## Reading text
Brake Service


Car brake systems: what you need to know

Car drum brake & disk brake diagram

There's a lot to think about when it comes to taking care of your car. But at the top of the list of priorities is ensuring your car is running as safely as possible.

The most important safety feature of any vehicle is the braking system. Whether you're slowing down, parking your car or you find yourself in an emergency stop situation, all it takes is a push on the pedal. But, the truth is, it's a little more complex than that. Every vehicle on the road today is equipped with a braking system made up of several different components. Each part plays an important role when it comes to your safety, and the safety of others on the road.

Table of contents

What are brakes?

The different types of car brakes

Brake system glossary

What is ABS?

When do my brakes need a service?

Common signs of bad brakes

Can you drive with bad brakes?

What are brakes?

Brakes are a crucial safety feature on every modern vehicle. They are responsible for slowing down and stopping your car and they do this by preventing your wheels from spinning. This creates friction between your tyres and the road which slows your vehicle down.

What are the different types of brakes?

Disc vs Drum brakes

There are two primary types of brakes within modern vehicles: disc brakes and drum brakes.

Disc brakes are made up of a disc brake rotor which attaches to the wheel hub and caliper. When the brake pedal is pushed, the caliper squeezes the disc pads and rotor, which causes the car to slow down or stop. Disc brakes are thought to have a higher braking force and are often considered a better braking system than their drum brake counterparts.

Drum Brakes use friction caused by shoes/pads that press outward against a part known as the brake drum. Hydraulic fluid is pushed into the brake wheel cylinders, which forces the brake shoes against the brake drum. The friction between the shoes and drum slows or stops the car.

## Jobs
(A) In the brake text, what is called the most important safety feature of any vehicle?
(B) Rewrite the brake text starting with "What are the" and going on through "stops the car.", swapping "caliper" for "clamp" wherever it appears.

## Extracted material
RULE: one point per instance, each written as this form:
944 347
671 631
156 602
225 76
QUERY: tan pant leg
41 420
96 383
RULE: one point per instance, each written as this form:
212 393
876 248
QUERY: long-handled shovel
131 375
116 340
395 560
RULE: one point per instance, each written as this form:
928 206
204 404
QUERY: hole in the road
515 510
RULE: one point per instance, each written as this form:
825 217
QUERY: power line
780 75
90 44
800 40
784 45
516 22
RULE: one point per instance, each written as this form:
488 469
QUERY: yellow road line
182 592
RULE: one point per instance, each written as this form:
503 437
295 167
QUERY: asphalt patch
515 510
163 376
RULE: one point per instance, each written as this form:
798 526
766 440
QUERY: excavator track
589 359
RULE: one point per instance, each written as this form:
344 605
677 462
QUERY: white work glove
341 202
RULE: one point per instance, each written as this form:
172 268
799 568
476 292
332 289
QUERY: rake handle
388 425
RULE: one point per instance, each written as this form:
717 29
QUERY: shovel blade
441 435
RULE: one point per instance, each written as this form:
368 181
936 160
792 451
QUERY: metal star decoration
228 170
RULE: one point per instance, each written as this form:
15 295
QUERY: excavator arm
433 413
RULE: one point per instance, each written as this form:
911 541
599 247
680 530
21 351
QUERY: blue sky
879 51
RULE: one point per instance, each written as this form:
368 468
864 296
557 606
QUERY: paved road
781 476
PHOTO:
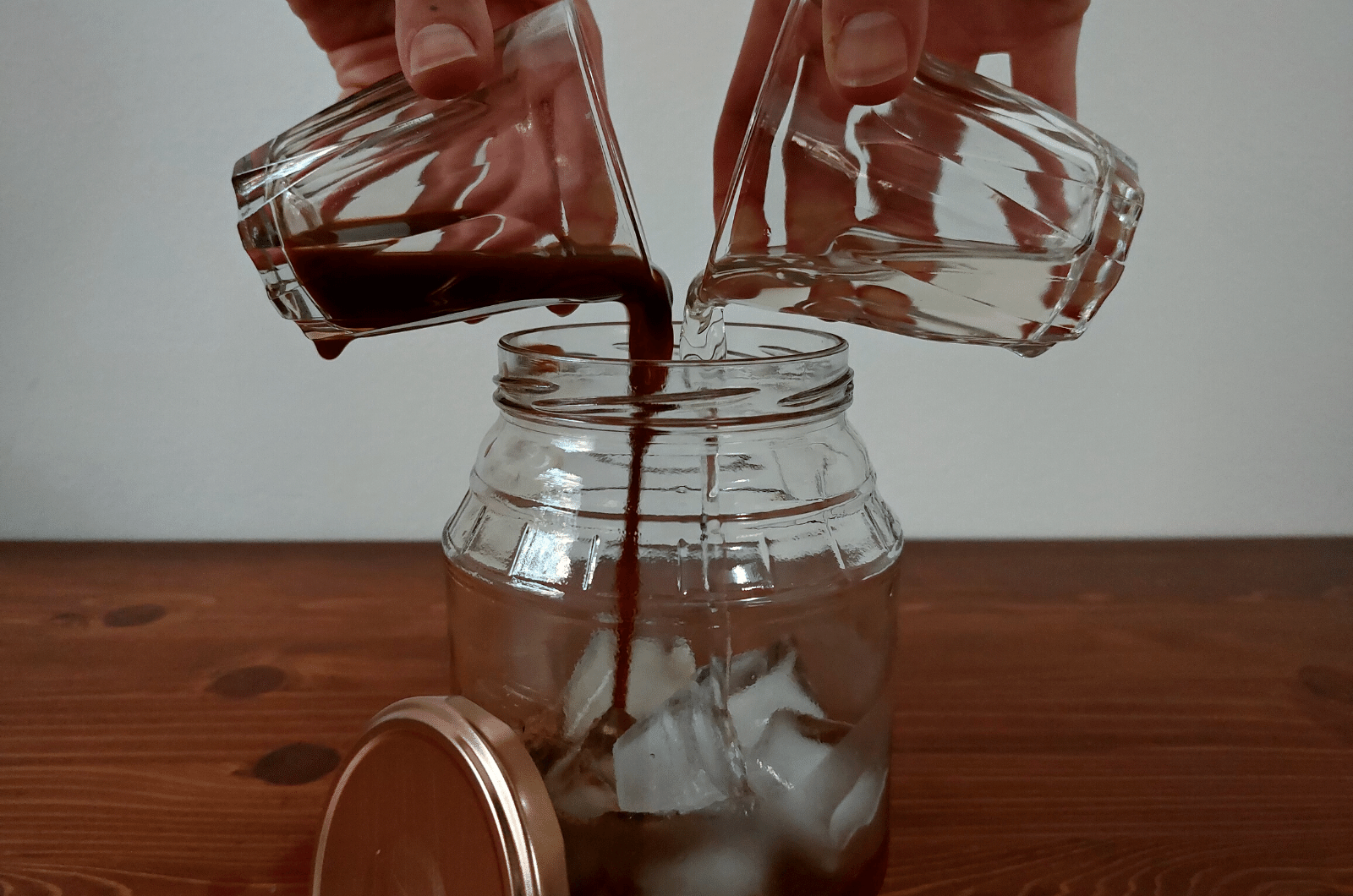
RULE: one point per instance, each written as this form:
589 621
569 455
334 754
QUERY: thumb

## Task-by-task solutions
(A) The braking system.

(B)
What are the different types of brakes?

Disc vs Drum brakes

There are two primary types of brakes within modern vehicles: disc brakes and drum brakes.

Disc brakes are made up of a disc brake rotor which attaches to the wheel hub and clamp. When the brake pedal is pushed, the clamp squeezes the disc pads and rotor, which causes the car to slow down or stop. Disc brakes are thought to have a higher braking force and are often considered a better braking system than their drum brake counterparts.

Drum Brakes use friction caused by shoes/pads that press outward against a part known as the brake drum. Hydraulic fluid is pushed into the brake wheel cylinders, which forces the brake shoes against the brake drum. The friction between the shoes and drum slows or stops the car.